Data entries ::
================
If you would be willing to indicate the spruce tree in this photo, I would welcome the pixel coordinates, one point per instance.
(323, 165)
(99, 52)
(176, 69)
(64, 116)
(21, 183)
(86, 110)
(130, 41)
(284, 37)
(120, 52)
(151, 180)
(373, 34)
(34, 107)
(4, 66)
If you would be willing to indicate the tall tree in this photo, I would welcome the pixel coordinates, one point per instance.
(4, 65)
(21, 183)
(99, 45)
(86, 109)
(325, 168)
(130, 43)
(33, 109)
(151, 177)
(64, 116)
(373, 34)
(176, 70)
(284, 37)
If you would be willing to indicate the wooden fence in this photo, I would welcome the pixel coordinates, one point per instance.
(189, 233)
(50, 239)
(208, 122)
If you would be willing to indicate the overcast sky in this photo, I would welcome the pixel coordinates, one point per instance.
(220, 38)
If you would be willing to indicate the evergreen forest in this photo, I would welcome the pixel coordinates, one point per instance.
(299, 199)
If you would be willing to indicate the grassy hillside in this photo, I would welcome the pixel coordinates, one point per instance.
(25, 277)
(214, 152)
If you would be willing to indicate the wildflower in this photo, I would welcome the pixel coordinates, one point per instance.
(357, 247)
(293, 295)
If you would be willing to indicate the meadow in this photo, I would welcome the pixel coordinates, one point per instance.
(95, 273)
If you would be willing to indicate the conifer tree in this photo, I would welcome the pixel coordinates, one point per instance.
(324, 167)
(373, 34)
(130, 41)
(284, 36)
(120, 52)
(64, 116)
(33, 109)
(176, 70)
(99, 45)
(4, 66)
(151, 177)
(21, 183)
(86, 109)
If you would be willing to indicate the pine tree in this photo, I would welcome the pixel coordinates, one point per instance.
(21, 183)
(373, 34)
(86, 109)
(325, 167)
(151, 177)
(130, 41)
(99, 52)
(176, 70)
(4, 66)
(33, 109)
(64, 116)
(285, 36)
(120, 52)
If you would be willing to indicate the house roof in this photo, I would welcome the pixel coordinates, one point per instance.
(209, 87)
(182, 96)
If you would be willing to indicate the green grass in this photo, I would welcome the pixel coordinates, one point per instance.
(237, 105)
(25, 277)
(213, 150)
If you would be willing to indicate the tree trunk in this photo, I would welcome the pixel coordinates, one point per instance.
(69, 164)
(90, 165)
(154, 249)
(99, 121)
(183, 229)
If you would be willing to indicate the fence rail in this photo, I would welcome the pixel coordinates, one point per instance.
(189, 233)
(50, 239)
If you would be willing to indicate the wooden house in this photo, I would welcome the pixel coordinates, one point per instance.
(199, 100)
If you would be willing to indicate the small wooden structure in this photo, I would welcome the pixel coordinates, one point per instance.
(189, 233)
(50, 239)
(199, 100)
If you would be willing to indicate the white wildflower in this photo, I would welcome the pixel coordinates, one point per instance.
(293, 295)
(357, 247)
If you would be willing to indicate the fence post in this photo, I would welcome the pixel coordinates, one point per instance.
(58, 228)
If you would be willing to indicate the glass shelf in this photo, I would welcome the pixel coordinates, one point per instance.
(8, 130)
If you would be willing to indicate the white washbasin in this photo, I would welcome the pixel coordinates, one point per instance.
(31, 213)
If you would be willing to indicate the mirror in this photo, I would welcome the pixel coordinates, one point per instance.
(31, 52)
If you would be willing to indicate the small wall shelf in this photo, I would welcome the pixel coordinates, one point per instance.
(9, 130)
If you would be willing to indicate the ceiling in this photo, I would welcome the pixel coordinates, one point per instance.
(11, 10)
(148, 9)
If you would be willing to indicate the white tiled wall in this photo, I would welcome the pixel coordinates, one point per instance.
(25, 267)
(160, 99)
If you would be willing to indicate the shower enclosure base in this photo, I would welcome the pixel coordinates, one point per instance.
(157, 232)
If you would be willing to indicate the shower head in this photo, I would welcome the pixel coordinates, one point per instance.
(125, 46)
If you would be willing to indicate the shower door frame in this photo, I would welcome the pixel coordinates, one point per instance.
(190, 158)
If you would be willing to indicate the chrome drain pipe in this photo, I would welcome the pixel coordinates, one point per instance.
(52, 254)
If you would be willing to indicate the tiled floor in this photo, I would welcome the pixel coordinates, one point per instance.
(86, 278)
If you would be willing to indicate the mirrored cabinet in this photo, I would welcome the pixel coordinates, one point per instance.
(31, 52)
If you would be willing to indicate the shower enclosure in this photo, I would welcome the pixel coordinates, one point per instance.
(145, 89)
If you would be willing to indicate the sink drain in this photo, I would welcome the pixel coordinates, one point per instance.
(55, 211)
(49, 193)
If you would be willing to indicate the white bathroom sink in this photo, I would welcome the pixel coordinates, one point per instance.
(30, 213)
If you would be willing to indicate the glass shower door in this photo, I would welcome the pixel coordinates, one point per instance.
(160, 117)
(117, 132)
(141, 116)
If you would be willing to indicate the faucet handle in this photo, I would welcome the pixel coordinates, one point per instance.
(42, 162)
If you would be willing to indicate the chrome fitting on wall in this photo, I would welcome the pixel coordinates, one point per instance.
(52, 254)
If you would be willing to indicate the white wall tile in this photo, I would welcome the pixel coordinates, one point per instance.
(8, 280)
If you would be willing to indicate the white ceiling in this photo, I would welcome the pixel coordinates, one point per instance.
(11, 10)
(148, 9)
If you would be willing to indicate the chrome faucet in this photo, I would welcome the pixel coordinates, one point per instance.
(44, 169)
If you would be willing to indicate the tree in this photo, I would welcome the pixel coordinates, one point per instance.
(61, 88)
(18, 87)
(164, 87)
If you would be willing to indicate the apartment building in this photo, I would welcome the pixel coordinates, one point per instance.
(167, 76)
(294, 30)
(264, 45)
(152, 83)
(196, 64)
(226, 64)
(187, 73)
================
WHAT YOU ARE ASKED TO DO :: Reproduce the lines word for word, starting at the one holding "If you would be willing to indicate the sink" and ending at the final line of the material above.

OUTPUT OF THE TASK ::
If you would be willing to indicate the sink drain in this photo, I would welcome the pixel coordinates, one point per instance.
(55, 211)
(49, 193)
If you would be willing to indicate the white bathroom sink in this photo, I would welcome the pixel coordinates, one point per instance.
(30, 213)
If you would be willing to indicate the glass shower door in this photo, I would welcome the pixel coordinates, one point per instance.
(160, 117)
(117, 132)
(141, 116)
If you would be willing to indicate the faucet handle in this photo, I would welcome the pixel coordinates, one point per instance.
(42, 162)
If you would be willing to indicate the chrome fitting on wall in this photo, I would welcome the pixel coordinates, one point per instance.
(52, 254)
If you would be willing to indicate the white wall tile in this photo, I would welcome the pixel coordinates, one point per instance.
(8, 280)
If you would be willing to indicate the white ceiling in this photo, I would welcome the pixel coordinates, one point per instance.
(11, 10)
(148, 9)
If you would be willing to indicate the chrome faucet in this photo, I would welcome the pixel coordinates, one point per instance.
(44, 169)
If you would be willing to indicate the tree in this photo, I would welcome the pixel coordinates, one point per instance.
(61, 88)
(18, 87)
(164, 87)
If you would be willing to indicate the apartment building in this photo, I would welcome the pixel coordinates, one point per instance.
(167, 76)
(294, 30)
(264, 45)
(152, 83)
(196, 64)
(226, 64)
(187, 73)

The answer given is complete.